> _What to do_
Gather every line of the data below that contains the string "screen", and copy each one in full.

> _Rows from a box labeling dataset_

=====

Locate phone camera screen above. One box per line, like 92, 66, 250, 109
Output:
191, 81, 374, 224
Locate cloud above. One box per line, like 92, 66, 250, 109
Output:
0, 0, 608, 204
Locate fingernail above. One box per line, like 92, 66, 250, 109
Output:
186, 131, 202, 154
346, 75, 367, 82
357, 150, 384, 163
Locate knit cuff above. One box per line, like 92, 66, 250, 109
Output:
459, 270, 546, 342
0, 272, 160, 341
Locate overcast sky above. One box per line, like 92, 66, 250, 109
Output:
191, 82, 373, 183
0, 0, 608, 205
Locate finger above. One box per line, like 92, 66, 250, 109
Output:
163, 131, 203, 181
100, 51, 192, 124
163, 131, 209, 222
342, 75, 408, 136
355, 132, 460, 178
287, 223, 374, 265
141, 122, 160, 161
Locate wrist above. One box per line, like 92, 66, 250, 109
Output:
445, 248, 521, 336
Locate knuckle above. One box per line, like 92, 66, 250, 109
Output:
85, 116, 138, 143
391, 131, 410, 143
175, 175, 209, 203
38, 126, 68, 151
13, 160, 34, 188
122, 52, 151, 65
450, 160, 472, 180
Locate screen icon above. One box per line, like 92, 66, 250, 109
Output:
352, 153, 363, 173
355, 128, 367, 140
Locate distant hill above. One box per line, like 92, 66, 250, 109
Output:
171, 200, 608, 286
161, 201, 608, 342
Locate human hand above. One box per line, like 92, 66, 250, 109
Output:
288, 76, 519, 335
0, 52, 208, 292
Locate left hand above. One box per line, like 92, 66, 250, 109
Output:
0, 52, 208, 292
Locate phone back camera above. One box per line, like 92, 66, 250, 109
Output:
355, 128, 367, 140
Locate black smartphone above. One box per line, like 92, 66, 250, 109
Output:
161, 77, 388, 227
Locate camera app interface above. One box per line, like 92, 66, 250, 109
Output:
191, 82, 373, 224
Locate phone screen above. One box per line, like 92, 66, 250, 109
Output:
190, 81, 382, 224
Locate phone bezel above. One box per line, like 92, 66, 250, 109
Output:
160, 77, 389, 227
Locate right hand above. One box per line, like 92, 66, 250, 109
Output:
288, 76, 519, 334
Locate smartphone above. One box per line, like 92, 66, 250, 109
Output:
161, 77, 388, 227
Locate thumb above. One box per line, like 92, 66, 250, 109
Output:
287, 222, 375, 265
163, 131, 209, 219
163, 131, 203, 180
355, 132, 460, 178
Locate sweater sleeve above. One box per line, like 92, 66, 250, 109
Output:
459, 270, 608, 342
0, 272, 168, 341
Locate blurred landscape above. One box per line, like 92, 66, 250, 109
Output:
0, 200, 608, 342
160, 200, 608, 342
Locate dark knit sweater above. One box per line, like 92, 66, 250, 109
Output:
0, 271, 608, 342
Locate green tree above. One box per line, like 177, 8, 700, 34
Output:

=====

> _Right answer_
Locate phone camera screen above. One box per line, like 92, 66, 250, 109
Locate screen icon above. One box per line, like 92, 66, 250, 109
Locate phone screen above. One box per line, like 92, 66, 250, 109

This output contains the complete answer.